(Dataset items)
────────────────────────────────────────

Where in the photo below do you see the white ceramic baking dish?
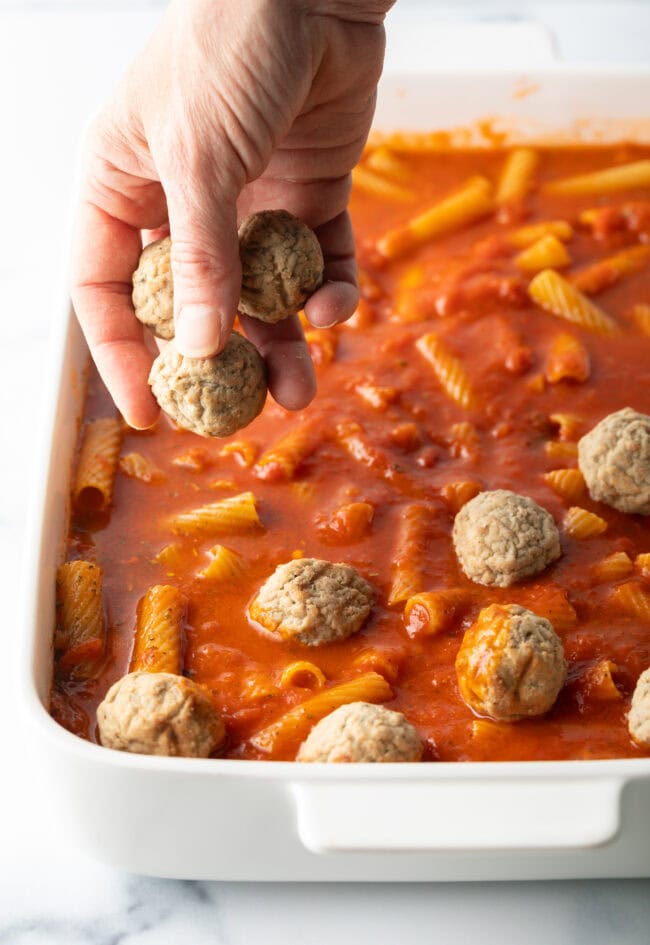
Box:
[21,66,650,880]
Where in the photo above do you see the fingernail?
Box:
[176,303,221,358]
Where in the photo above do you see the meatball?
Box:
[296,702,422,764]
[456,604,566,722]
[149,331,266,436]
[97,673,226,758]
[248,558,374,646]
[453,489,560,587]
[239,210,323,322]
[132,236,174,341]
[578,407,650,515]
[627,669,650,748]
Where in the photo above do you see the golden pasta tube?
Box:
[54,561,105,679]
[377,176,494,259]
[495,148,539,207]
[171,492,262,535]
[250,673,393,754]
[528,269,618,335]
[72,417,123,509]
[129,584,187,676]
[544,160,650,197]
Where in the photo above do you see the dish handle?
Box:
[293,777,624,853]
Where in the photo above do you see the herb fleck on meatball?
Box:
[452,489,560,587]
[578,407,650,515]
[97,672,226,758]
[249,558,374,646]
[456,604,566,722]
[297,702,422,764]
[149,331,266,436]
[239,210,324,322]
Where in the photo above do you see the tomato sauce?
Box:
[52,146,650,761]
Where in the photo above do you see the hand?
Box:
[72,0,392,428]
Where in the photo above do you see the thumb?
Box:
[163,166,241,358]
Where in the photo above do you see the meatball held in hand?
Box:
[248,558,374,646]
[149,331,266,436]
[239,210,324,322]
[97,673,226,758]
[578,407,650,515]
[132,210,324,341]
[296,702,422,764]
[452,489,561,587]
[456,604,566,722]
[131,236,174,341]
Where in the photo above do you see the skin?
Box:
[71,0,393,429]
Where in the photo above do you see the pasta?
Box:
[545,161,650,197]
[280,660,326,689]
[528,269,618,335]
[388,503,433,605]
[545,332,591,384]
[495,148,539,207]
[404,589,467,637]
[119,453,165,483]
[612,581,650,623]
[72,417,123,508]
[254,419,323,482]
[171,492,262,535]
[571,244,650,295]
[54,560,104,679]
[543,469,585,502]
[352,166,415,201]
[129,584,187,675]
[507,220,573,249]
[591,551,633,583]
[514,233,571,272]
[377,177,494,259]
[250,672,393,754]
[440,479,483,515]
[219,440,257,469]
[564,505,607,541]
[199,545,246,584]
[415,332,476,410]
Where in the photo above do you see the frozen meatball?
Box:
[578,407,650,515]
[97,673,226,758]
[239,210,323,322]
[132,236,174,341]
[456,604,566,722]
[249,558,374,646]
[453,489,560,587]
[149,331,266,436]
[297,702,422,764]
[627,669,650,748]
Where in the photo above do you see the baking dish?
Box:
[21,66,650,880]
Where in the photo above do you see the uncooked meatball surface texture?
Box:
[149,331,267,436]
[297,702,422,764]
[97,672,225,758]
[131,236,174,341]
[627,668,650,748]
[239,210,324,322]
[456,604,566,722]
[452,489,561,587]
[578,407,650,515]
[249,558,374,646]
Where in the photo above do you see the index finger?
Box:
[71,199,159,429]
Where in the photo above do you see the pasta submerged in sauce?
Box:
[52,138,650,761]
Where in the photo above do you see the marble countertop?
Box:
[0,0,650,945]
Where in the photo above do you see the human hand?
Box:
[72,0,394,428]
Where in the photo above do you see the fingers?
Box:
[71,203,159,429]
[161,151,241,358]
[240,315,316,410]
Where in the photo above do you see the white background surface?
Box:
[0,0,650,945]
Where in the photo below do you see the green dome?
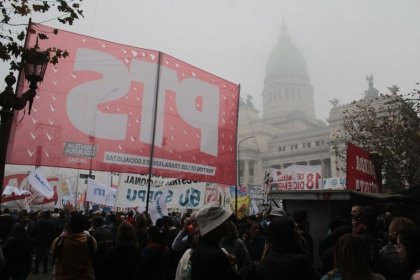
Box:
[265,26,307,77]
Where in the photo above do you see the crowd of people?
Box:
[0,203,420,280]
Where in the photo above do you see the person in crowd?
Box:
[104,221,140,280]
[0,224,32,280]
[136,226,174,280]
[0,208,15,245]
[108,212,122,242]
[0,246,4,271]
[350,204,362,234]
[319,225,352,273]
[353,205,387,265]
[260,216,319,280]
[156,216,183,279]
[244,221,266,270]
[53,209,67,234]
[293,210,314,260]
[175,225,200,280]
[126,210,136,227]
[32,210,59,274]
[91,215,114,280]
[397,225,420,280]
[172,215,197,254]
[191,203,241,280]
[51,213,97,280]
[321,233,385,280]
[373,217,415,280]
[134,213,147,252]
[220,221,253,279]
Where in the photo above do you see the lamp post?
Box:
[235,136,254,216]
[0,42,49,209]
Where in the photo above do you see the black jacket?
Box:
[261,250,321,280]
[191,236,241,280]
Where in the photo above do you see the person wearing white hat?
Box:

────────────────────────────────────────

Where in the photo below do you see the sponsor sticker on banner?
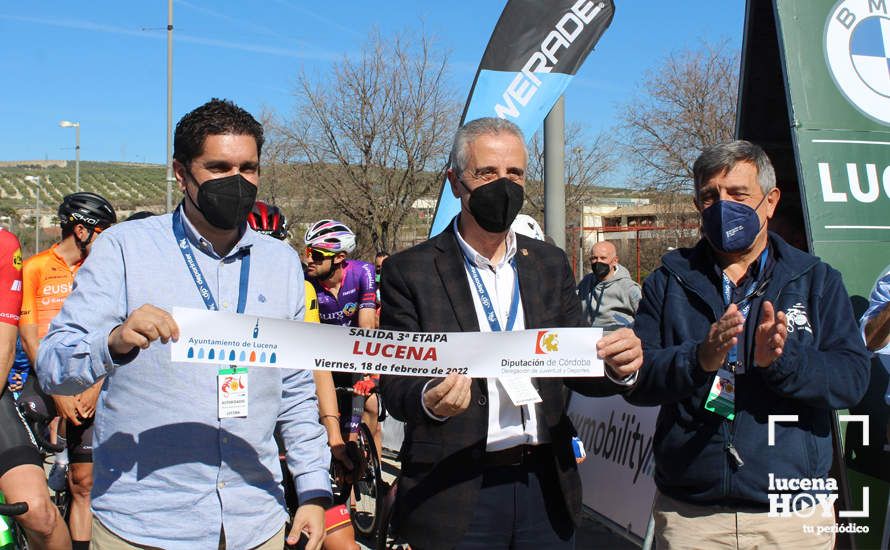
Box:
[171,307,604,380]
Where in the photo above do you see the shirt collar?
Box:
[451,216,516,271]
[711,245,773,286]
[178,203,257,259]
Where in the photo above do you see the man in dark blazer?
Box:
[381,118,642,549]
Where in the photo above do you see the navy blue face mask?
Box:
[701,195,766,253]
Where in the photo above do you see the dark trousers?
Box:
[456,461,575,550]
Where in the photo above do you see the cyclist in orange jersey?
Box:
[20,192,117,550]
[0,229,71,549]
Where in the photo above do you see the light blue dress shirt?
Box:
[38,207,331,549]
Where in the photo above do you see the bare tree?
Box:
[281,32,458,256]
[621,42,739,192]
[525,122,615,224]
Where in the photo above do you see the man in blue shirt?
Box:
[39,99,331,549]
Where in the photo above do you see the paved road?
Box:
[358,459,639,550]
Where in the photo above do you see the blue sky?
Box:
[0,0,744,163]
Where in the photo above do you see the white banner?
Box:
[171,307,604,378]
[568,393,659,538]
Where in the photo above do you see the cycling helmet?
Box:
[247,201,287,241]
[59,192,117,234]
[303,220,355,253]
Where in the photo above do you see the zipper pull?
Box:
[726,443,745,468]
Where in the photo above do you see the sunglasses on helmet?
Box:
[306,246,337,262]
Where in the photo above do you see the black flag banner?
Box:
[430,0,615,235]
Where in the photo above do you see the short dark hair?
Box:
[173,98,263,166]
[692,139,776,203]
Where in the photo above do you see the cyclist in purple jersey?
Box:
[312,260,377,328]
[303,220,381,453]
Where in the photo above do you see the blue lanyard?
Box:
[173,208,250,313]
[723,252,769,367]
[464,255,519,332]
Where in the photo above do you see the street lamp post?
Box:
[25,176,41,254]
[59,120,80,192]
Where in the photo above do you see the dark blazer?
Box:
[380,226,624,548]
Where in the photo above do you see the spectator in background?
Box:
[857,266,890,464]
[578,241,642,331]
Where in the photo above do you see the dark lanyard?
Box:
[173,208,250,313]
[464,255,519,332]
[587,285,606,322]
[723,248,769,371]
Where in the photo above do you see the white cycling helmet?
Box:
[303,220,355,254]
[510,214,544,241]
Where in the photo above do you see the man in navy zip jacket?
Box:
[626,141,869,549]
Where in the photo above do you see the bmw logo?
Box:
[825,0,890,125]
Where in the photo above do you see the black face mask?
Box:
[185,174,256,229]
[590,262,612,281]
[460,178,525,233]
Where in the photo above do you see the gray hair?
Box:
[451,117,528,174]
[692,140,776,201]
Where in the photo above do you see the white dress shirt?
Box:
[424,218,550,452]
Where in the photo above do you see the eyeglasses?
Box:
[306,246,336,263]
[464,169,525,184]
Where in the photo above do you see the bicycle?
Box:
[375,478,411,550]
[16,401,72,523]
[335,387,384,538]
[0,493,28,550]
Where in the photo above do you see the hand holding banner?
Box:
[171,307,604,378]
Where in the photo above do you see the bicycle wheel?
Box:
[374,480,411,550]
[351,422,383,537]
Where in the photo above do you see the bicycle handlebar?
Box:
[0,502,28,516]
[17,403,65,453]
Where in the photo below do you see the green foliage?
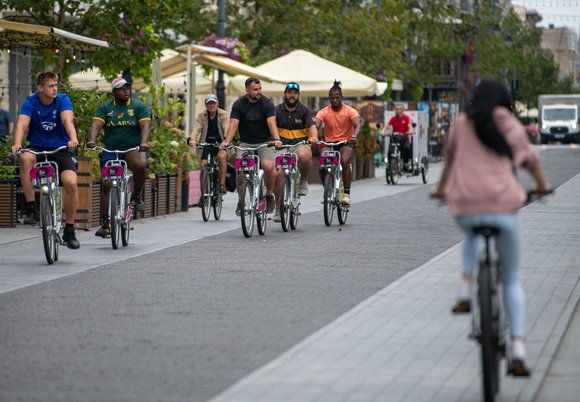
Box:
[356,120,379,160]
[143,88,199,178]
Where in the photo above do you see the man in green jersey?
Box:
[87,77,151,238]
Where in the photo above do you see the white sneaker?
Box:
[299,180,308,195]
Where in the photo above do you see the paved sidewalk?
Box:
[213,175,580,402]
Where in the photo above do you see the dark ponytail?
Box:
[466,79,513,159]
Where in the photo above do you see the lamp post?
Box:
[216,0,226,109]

────────────────────────────────────────

§ Stated task:
Count how many lines of the data above contain the word "black", and reply with the number alone.

§ Final answer:
3